• INPUT MATERIAL:
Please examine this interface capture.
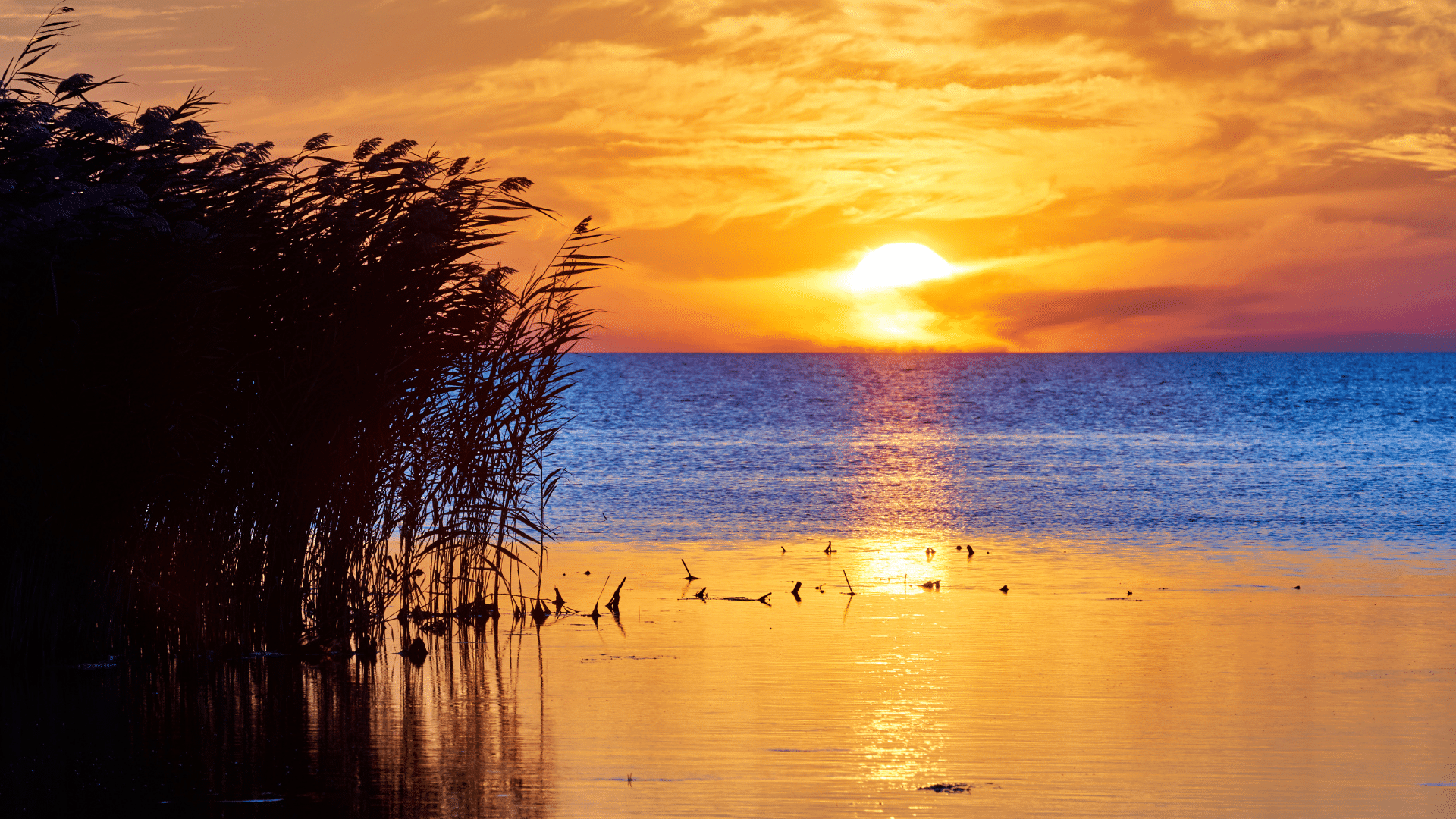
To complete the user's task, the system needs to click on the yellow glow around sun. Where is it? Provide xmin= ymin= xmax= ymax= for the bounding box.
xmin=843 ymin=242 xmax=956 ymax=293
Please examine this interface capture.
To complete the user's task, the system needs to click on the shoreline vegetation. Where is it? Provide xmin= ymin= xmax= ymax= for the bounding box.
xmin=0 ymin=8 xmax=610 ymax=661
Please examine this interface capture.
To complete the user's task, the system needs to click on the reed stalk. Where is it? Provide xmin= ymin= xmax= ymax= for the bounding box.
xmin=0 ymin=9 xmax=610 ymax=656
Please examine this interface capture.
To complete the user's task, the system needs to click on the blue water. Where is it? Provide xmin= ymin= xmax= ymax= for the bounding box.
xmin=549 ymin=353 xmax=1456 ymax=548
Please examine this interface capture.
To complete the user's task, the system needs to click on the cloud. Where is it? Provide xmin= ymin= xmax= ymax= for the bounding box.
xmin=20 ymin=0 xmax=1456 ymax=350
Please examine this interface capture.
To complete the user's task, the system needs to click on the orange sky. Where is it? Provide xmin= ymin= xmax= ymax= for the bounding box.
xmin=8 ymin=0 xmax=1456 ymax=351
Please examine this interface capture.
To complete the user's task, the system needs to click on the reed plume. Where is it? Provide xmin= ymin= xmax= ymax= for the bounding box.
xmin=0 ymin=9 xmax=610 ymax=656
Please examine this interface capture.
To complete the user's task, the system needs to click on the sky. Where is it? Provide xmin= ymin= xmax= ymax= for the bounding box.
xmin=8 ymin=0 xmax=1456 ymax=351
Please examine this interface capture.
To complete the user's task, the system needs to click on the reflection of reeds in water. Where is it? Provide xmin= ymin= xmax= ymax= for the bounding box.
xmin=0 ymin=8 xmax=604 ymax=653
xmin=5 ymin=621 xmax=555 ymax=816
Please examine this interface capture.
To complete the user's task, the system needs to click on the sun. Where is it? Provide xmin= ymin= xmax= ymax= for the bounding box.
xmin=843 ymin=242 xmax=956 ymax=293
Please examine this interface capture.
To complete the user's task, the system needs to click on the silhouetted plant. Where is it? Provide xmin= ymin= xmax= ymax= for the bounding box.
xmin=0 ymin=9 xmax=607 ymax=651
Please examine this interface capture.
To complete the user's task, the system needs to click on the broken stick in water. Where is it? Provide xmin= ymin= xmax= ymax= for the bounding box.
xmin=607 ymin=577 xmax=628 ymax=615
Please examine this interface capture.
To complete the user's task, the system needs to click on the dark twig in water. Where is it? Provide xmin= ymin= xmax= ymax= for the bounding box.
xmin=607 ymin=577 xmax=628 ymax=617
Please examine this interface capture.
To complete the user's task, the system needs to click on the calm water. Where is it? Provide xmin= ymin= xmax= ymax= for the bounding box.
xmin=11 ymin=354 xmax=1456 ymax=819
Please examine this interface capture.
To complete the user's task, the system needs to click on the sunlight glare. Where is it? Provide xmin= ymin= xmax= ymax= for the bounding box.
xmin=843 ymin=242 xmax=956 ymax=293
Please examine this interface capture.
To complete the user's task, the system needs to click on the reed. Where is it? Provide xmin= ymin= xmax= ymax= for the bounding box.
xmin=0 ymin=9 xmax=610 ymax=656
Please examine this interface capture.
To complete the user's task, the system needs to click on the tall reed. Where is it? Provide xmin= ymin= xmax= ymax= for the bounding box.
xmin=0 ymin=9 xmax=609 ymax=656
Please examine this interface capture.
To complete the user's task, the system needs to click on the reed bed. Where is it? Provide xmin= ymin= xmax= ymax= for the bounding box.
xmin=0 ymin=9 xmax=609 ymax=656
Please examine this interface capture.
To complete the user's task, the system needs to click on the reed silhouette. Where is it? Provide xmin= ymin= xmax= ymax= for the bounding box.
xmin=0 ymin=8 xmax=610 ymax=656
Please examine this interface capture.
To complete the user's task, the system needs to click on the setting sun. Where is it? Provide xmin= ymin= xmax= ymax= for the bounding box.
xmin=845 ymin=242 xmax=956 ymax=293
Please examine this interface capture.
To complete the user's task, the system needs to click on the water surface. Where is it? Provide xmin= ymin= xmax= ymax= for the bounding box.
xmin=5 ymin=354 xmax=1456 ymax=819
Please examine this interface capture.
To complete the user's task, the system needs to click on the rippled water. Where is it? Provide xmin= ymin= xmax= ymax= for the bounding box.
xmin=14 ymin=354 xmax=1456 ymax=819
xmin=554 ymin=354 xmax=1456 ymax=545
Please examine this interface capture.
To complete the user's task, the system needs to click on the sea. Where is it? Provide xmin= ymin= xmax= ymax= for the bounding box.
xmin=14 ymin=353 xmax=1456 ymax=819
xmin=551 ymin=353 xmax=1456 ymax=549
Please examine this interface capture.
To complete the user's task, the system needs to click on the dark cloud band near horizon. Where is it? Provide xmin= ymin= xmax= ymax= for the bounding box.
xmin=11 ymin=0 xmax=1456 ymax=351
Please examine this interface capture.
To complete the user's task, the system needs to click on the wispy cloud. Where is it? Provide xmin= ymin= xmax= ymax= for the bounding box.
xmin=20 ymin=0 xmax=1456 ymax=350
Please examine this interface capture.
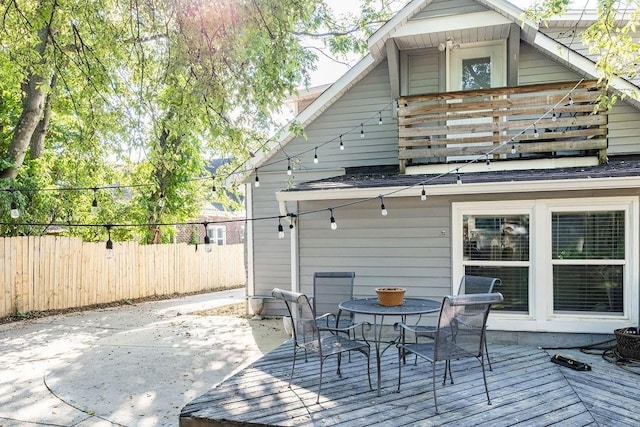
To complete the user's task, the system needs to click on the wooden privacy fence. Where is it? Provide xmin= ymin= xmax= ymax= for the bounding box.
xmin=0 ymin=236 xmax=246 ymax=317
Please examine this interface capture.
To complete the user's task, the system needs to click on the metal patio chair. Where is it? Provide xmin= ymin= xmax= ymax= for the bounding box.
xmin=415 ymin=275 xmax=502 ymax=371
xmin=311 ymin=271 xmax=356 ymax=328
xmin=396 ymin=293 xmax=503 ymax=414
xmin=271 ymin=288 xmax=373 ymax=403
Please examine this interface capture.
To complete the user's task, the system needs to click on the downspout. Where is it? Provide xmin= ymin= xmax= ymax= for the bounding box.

--

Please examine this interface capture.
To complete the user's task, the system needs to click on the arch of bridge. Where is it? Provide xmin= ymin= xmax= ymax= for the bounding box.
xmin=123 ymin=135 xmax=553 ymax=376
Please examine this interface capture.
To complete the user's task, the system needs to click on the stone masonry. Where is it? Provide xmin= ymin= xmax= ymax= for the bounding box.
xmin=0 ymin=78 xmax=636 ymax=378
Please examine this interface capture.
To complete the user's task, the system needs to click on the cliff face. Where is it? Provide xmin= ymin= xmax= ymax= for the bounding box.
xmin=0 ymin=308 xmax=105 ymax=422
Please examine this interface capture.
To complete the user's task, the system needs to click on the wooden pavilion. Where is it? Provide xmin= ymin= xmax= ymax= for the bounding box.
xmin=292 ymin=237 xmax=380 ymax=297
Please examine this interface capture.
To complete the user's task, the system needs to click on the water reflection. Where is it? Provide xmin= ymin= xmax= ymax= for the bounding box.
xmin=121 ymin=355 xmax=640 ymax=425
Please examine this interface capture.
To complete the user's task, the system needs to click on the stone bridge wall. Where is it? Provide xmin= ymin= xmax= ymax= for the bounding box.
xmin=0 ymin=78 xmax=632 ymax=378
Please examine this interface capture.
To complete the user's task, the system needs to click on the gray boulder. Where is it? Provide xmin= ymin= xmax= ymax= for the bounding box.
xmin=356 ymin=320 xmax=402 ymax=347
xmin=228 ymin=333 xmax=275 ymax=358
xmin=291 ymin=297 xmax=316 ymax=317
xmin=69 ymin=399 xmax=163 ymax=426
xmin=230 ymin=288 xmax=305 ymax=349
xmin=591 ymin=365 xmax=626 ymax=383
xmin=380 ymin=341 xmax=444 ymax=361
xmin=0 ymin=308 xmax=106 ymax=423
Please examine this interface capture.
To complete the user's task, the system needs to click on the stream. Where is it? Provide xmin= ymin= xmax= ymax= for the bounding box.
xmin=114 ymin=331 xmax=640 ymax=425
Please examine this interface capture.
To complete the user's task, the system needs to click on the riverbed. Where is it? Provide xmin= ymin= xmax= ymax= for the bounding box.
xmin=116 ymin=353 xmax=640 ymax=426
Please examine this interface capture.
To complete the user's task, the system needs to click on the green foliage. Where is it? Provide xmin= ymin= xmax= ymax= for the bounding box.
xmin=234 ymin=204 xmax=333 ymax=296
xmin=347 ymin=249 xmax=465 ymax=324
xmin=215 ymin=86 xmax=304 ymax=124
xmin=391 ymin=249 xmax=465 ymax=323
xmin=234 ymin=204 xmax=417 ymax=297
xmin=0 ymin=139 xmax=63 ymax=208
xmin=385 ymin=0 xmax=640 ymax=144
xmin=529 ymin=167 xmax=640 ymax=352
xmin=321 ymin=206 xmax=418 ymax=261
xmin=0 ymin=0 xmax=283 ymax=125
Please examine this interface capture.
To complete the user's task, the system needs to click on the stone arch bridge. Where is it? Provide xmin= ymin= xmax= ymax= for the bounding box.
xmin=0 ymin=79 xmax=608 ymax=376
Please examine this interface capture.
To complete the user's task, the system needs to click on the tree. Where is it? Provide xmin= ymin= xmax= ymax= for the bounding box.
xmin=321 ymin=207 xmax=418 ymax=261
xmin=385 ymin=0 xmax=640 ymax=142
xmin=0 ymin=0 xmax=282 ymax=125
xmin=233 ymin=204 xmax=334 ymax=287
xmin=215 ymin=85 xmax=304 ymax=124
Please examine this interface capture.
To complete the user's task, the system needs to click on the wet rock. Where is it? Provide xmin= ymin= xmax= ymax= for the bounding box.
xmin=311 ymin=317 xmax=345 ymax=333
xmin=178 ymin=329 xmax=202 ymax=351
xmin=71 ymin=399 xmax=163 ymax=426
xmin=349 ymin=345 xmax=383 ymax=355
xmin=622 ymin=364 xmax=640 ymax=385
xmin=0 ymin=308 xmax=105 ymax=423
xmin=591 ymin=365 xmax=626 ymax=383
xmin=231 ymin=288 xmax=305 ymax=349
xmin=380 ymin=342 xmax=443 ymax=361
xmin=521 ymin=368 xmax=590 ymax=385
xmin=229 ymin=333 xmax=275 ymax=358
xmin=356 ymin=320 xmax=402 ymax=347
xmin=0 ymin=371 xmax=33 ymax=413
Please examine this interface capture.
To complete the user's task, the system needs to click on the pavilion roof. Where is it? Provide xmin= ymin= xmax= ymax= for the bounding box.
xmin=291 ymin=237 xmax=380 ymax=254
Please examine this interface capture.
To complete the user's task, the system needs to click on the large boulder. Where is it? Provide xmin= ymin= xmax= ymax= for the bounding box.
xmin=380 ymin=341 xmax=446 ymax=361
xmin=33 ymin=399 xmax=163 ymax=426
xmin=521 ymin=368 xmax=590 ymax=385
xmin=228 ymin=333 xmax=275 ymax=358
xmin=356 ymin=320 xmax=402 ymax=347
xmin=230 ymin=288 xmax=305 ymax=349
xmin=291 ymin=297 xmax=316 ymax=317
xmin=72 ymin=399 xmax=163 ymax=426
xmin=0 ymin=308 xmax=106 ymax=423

• TASK REQUIREMENTS: Select every line in the entries above that contains the word "pavilion", and copy each one out in full.

• RESPONSE TO THE TASK:
To complete the user's task, the system needs to click on the wooden pavilion. Where is it? Provide xmin= ymin= xmax= ymax= for the bounding box.
To complete the user's task, the system needs to click on the pavilion roof. Where is it? Provide xmin= ymin= xmax= ymax= for the bounding box.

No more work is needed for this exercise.